*Gösterilen metin*
○ ○ ○ ○ ○ ○ ○
بِسْــــــــــــــــــــــمِ اﷲِارَّحْمَنِ ارَّحِيم
Rahman ve Rahim olan Allah(C.C.)’ın adıyla. O(C.C.)’nun adıyla
başlamayan hiçbir şey ile O(C.C.) hakkında söz edilemez. O(C.C.) birdir.
“De ki: O Allah Birdir.” (İhlâs/1)
O(C.C.) bana, sana, herkese; her kim olursa olsun ona şah damarından
daha yakındır.
“Biz ona şah damarından daha
yakınız.” (Kaf/16)
Allah-u Zülcelâl yarattıklarına
kendi kudretini göstermek istemiştir. İşte bu sebepten dolayı ruhları yarattı,
daha sonra onların sınava tabii tutulacağı; dünya âlemini yarattı. O(C.C.)’nun
yaratma kudreti öyle geniştir ve büyüktür ki; dünya ve ahret dışında belki de
bizim aklımızın almadığı, ilahi kitaplar ve peygamberler aracılığıyla bizlere
bildirilmemiş milyarlarca âlemi yaratmıştır. Bizler bunu bilgisinde olamayız.
“De ki: Rabbim bilgim olmayan şeyi senden istemekten sana sığınırım. Ve
eğer beni bağışlamaz ve beni esirgemezsen, hüsrana uğrayanlardan olurum.” (HUD/47)
Allah-u Teâlâ yarattığı ruhlara
manevi, maddiyattan soyut bir kimlik vermiştir. Fakat sınava tabii tutmak
istediği bu ruhları, maddiyat evrenine bu şekilde gönderse dahi, bu maddi âlemdeki
hiçbir şeyden etkilenmeden kendisine tam bir itikat ile bağlı olacaklardı. Ruhu
sınamak için gerekli olan şey ona bir maddiyat kazandırmaktı. İşte bu maddiyata
“beden” adını verdi. Yarattığı ruhu,
yarattığı diğer bir şey olan bedenin içerisine yerleştirdi. Lakin bu da yeterli
olmayacaktı. Ruhun bedene bürünmüş olmasıyla sadece görüntüsünü
maddileştirecekti ve o maddi beden manevi ruha bir engel olmayacak sadece madde
âleminde yaşam sürmesini sağlayacaktı. İşte bunun için de o maddi bedene manevi
engeller koyabilecek, ruhu yolundan çevirebilecek bazı engeller gerekliydi.
Bunlardan bir tanesi; kendisine isyan eden şeytandı. Şeytanın da işini
kolaylaştırmak için maddi bedene nefis, şehvet, kibir, gurur gibi manevi
duygular ekledi. Çünkü maddiyat maddi olandan, maneviyat da manevi olandan
etkilenecekti.
İşte bu andan sonra dünyevi yaşam
başlayabilirdi. Fakat dünyevi yaşama başlamadan evvel yarattığı bu bedeni cennetinde
küçük bir sınava tabii tuttu. Âdem ve Havva’ya bir meyveye yasak koyduğunu ve
ondan yememelerini söyledi. İşte yarattığı şaheser olan beden, maneviyat
karşısında ilk sınavını verirken yenilgi ile ayrıldı. Çünkü nefis ve şeytanın
akıllıca oyunlarıyla o meyveyi yediler ve bu durum da onların dünyaya
gönderilmelerine neden oldu.
○ ○ ○ ○ ○ ○ ○
*Verilen veriler*
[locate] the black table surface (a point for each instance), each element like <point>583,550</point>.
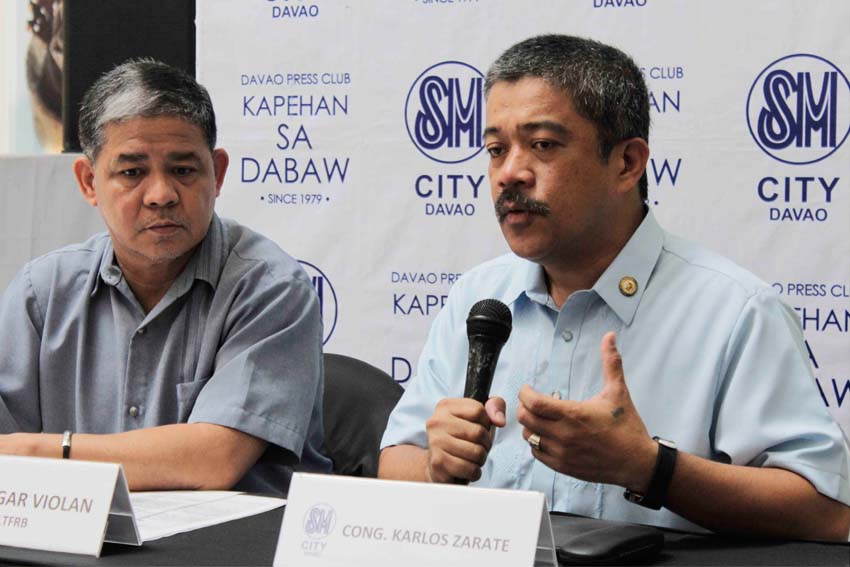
○ ○ ○ ○ ○ ○ ○
*Görev yönergesi*
Ruhun ve bedenin yaratılışını anlatan metni kaldığı yerden sürdürün. Verilere ihtiyaç duyulmamaktadır.

*Sonuç*
İlk insan dünyaya maneviyattan,
maddiyata gönderilerek Âdem adını aldı. Âdem; Âdemi kelimesinden gelmektedir ve
“yok olmuş” manasına gelmektedir.
Allah(C.C.) kendisinin emrine uymayarak, nefsine itaat eden ruha bir bedene
bürümüş ve maddiyat âlemine göndermiştir. Bunu yapmasının amacı da o kendisine
itaat etmeyen kuluna bir hak daha tanımaktır. Kim ki dünyevi sınavından geçerek,
Allah(C.C.)’ın rızasına nail olursa, maneviyat; yani gerçek âlemde, yani
ahrette mükâfatlandırılacaktır.
Ey âdemoğlu!
Hiçlik mertebesinin en üstünde
madden bir Hiç olan fakat nefsine yenik düşerek, kendini maddiyat âleminin
sultanı ilan eden kişi!
Kaybolmuş, kovulmuş bir âlemde
sınava tabii tutulmakta ve bu sınavdan ve sınavın kolaylıklarından dahi
farkında olmadan sınav süreni doldurmaktasın. Allah(C.C.) merhametlilerin en
merhametlisidir.
“Kim kötülük işler veya nefsine zulmedip sonra Allah(C.C.)’tan bağışlanma
dilerse Allah(C.C.)’ı bağışlayıcı ve merhamet edici olarak bulur.” (Nisa/110)
O(C.C.) seni sınava tabii
tutarken bu sınav sırasında kitap açmana izin vermiştir. Sınavı geçmeni
sağlayacak, seni iki dünyanın da sultanı yapacak, Rabbinin affına mazhar edecek
ve sana Allah(C.C.)’ın rızasını kazandıracak olan tek kitap; Kelam-ı Kadim olan
Kur’an-ı Kerim’dir. Allah(C.C.)’ın kelamı olan emirlerini, yasaklarını ve
mubahlarını bizlere bildirdiği bu mübarek kitabı her an elimizde tutmalı, her
daim içindekileri okumalı, her an Kur’an-ı Kerim ve onun hükümleriyle
yaşamalıyız. Unutma ki; sınavın ne zaman biteceğini sadece Allah(C.C.) bilir.
“…Allah(C.C.) yaptıklarınızı görendir.” (Bakara/265)
“Hangi biriniz ister ki, altından ırmaklar akan hurmalardan, üzümlerden
bir bahçesi olsun, içinde kendisinin olan bütün ürünler de bulunsun; fakat
kendisine ihtiyarlık gelip çatsın, üstelik zayıf ve küçük çocukları olsun böyle
bir durumda iken ona bahçesine ateşli bir kasırga isabet etsin de yanıversin.
İşte Allah(C.C.) ayetleri size böyle açıklar ki düşünesiniz.” (Bakara/266)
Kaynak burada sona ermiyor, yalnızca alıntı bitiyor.